__WORK TO COMPLETE__
Can you write these lines out again, switching every "a formatted example" to "a sample in the expected format" in all the records and leaving everything else unchanged?

[BEGIN]

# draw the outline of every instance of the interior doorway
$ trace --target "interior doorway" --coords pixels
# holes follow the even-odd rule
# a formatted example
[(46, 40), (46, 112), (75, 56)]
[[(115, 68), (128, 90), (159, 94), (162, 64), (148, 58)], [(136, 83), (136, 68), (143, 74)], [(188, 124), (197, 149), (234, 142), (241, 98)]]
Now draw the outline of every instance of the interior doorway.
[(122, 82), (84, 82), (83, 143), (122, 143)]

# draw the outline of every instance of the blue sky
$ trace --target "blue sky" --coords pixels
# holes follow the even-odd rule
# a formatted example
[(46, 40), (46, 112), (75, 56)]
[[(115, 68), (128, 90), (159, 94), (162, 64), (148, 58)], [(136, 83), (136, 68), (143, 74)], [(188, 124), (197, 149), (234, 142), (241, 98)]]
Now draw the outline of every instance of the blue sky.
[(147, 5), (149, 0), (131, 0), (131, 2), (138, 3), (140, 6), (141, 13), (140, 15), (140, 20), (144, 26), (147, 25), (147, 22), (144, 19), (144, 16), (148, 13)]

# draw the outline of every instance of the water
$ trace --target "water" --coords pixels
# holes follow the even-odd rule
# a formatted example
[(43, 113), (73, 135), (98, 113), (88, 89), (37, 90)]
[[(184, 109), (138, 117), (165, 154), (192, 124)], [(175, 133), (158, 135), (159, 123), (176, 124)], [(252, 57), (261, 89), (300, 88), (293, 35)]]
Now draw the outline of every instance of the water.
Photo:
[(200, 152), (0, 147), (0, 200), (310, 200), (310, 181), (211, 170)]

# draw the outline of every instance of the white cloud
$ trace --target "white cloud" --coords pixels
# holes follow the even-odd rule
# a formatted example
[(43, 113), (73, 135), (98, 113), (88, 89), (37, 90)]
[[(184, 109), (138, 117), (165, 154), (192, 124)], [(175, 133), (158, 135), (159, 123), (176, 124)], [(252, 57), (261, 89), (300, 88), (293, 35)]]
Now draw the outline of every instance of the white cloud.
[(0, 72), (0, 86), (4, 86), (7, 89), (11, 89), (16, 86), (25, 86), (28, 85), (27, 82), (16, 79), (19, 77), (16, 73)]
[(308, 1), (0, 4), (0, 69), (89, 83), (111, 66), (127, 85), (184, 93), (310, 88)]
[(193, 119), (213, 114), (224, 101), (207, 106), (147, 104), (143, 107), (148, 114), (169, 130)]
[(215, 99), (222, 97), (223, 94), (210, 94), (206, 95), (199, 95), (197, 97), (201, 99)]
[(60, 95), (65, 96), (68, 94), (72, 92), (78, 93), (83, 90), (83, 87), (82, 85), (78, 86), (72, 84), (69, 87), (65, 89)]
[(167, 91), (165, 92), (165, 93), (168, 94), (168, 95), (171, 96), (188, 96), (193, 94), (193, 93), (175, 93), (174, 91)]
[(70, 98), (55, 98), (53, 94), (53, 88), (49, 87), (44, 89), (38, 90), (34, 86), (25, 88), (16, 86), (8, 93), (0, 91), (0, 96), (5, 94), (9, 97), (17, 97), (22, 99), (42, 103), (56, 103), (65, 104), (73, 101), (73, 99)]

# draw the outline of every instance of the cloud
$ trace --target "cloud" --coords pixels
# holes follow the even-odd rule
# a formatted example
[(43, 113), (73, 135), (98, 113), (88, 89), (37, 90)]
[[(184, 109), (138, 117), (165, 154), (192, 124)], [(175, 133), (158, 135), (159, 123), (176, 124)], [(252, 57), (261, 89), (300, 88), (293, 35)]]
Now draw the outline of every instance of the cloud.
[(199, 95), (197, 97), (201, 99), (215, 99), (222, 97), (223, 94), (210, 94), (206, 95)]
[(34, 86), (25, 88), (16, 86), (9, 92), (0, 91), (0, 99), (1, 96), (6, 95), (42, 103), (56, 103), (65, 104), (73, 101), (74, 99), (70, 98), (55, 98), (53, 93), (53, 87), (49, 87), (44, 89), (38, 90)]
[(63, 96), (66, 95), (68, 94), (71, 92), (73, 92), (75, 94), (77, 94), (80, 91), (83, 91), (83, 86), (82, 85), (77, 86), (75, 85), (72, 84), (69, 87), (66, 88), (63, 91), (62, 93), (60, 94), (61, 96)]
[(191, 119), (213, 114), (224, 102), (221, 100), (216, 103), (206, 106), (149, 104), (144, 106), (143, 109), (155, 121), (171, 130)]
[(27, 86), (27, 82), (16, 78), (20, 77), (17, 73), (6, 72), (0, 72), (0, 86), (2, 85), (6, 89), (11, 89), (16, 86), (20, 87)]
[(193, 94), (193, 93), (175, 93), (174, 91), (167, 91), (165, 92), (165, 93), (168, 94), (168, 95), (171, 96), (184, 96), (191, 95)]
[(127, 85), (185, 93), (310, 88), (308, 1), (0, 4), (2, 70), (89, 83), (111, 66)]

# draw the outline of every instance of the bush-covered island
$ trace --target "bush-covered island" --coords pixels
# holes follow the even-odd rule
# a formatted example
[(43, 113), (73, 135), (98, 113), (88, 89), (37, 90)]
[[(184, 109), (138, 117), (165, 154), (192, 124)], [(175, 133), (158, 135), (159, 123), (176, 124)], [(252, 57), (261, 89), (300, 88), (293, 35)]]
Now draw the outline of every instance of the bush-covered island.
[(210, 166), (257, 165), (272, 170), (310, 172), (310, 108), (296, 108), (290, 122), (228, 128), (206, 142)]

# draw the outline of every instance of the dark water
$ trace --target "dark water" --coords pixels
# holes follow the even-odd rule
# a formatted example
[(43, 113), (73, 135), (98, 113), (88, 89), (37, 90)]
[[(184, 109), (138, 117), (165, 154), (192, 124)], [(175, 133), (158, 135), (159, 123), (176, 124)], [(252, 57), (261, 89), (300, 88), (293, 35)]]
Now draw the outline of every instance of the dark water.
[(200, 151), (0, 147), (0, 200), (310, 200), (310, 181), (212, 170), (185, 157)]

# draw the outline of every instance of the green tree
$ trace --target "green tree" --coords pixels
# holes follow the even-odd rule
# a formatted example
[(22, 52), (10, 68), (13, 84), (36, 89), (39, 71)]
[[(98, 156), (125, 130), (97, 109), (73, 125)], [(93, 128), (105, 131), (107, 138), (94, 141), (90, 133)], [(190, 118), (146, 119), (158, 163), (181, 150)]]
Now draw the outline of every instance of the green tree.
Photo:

[END]

__SOLUTION FOR THIS EXERCISE__
# draw the outline of every instance of the interior doorway
$ trace --target "interior doorway" --coords pixels
# holes follow the even-odd rule
# a sample in the expected format
[(46, 40), (46, 112), (75, 56)]
[[(115, 68), (128, 90), (159, 94), (162, 64), (148, 58)], [(136, 83), (136, 68), (143, 74)], [(188, 124), (197, 149), (234, 142), (241, 98)]]
Now draw the outline of every instance of the interior doorway.
[(122, 82), (84, 82), (83, 143), (122, 143)]

# draw the outline of every instance of the blue sky
$ trace --target "blue sky" --coords pixels
# holes follow the even-odd rule
# a sample in the expected format
[(46, 40), (46, 112), (75, 56)]
[[(115, 68), (128, 90), (159, 94), (162, 64), (148, 58)], [(136, 83), (136, 68), (143, 74)], [(188, 124), (197, 149), (234, 142), (241, 98)]]
Now draw the outline of every instance of the blue sky.
[(147, 5), (149, 0), (131, 0), (131, 2), (138, 3), (140, 6), (141, 13), (140, 15), (140, 20), (144, 26), (147, 25), (147, 22), (144, 19), (144, 16), (148, 13)]

# draw the outline of every instance of the water
$ trace --target "water" --coords pixels
# holes follow the even-odd rule
# a sample in the expected format
[(43, 113), (73, 135), (98, 113), (88, 89), (37, 90)]
[[(184, 109), (138, 117), (165, 154), (192, 124)], [(175, 133), (158, 135), (159, 123), (176, 124)], [(252, 57), (261, 89), (300, 88), (293, 35)]]
Now draw the outline of every instance of the water.
Photo:
[(200, 152), (0, 147), (0, 200), (310, 200), (310, 181), (211, 170)]

# draw the outline of every instance of the white cloud
$ trace --target "white cloud" --coords pixels
# holes follow the even-odd rule
# a sample in the expected format
[(43, 113), (73, 135), (98, 113), (88, 89), (37, 90)]
[[(184, 109), (138, 117), (165, 154), (192, 124)], [(175, 133), (158, 135), (159, 123), (176, 124)], [(252, 57), (261, 89), (300, 88), (293, 35)]]
Now draw the outline of every instance of the white cloud.
[(0, 72), (0, 86), (4, 86), (7, 89), (11, 89), (16, 86), (25, 86), (28, 85), (27, 82), (16, 79), (19, 77), (16, 73)]
[(308, 1), (0, 4), (0, 69), (89, 83), (111, 66), (127, 85), (184, 93), (310, 88)]
[(193, 119), (213, 114), (224, 101), (207, 106), (147, 104), (143, 107), (148, 114), (169, 130)]
[(215, 99), (222, 97), (223, 94), (210, 94), (206, 95), (199, 95), (197, 97), (201, 99)]
[(60, 95), (65, 96), (68, 94), (72, 92), (78, 93), (83, 90), (83, 87), (82, 85), (78, 86), (72, 84), (69, 87), (65, 89)]
[(167, 91), (165, 92), (165, 93), (168, 94), (168, 95), (171, 96), (188, 96), (193, 94), (193, 93), (175, 93), (174, 91)]
[(70, 98), (55, 98), (53, 94), (53, 88), (49, 87), (44, 89), (38, 90), (34, 86), (25, 88), (16, 86), (8, 93), (0, 91), (0, 96), (5, 94), (9, 97), (17, 97), (22, 99), (42, 103), (56, 103), (65, 104), (73, 101), (73, 99)]

# draw the outline of every instance of the cloud
$ trace --target "cloud" --coords pixels
# holes follow the even-odd rule
# a sample in the expected format
[(43, 113), (73, 135), (98, 113), (88, 89), (37, 90)]
[[(184, 109), (138, 117), (165, 154), (192, 124)], [(175, 133), (158, 135), (159, 123), (176, 124)], [(252, 57), (261, 89), (300, 88), (293, 35)]]
Now draw the outline of every instance of the cloud.
[(199, 95), (197, 97), (201, 99), (215, 99), (222, 97), (223, 94), (210, 94), (206, 95)]
[(34, 86), (25, 88), (16, 86), (9, 92), (0, 91), (0, 99), (1, 96), (6, 95), (42, 103), (56, 103), (65, 104), (73, 101), (74, 99), (70, 98), (55, 98), (53, 93), (53, 87), (49, 87), (44, 89), (38, 90)]
[(63, 96), (66, 95), (68, 94), (71, 92), (73, 92), (75, 94), (77, 94), (80, 91), (83, 91), (83, 86), (82, 85), (77, 86), (75, 85), (72, 84), (69, 87), (66, 88), (63, 91), (62, 93), (60, 94), (61, 96)]
[(191, 119), (213, 114), (224, 102), (221, 100), (216, 103), (206, 106), (149, 104), (144, 106), (143, 109), (155, 121), (171, 130)]
[(27, 86), (27, 82), (16, 78), (20, 77), (17, 73), (6, 72), (0, 72), (0, 86), (2, 85), (6, 89), (11, 89), (16, 86), (20, 87)]
[(193, 94), (193, 93), (175, 93), (174, 91), (167, 91), (165, 92), (165, 93), (168, 94), (168, 95), (171, 96), (184, 96), (191, 95)]
[(127, 85), (185, 93), (310, 88), (308, 1), (0, 4), (2, 70), (89, 83), (111, 66)]

# draw the outline of every instance of the bush-covered island
$ trace --target "bush-covered island" --coords pixels
# holes follow the even-odd rule
# a sample in the expected format
[(43, 113), (73, 135), (98, 113), (88, 89), (37, 90)]
[[(184, 109), (138, 117), (165, 154), (192, 124)], [(175, 133), (158, 135), (159, 123), (176, 124)], [(252, 57), (261, 89), (300, 88), (293, 35)]]
Now draw the outline of every instance of the bush-covered island.
[(210, 166), (257, 165), (272, 170), (310, 172), (310, 108), (296, 108), (290, 122), (228, 128), (206, 142)]

# draw the outline of every instance of the dark water
$ trace --target "dark water" --coords pixels
# holes follow the even-odd rule
# a sample in the expected format
[(43, 113), (73, 135), (98, 113), (88, 89), (37, 90)]
[[(184, 109), (138, 117), (165, 154), (192, 124)], [(175, 133), (158, 135), (159, 123), (176, 124)], [(252, 57), (261, 89), (300, 88), (293, 35)]]
Now draw the outline of every instance of the dark water.
[(200, 151), (0, 147), (0, 200), (310, 200), (310, 181), (212, 170), (185, 157)]

# draw the outline of every instance of the green tree
$ trace --target "green tree" --coords pixels
# holes follow the even-odd rule
# a sample in the expected format
[(22, 52), (10, 68), (13, 84), (36, 89), (39, 71)]
[[(98, 156), (125, 130), (97, 109), (73, 125)], [(93, 128), (105, 131), (107, 138), (94, 141), (90, 133)], [(190, 118), (146, 119), (158, 163), (181, 150)]]
Now draw the outline of every instance of the green tree.
Photo:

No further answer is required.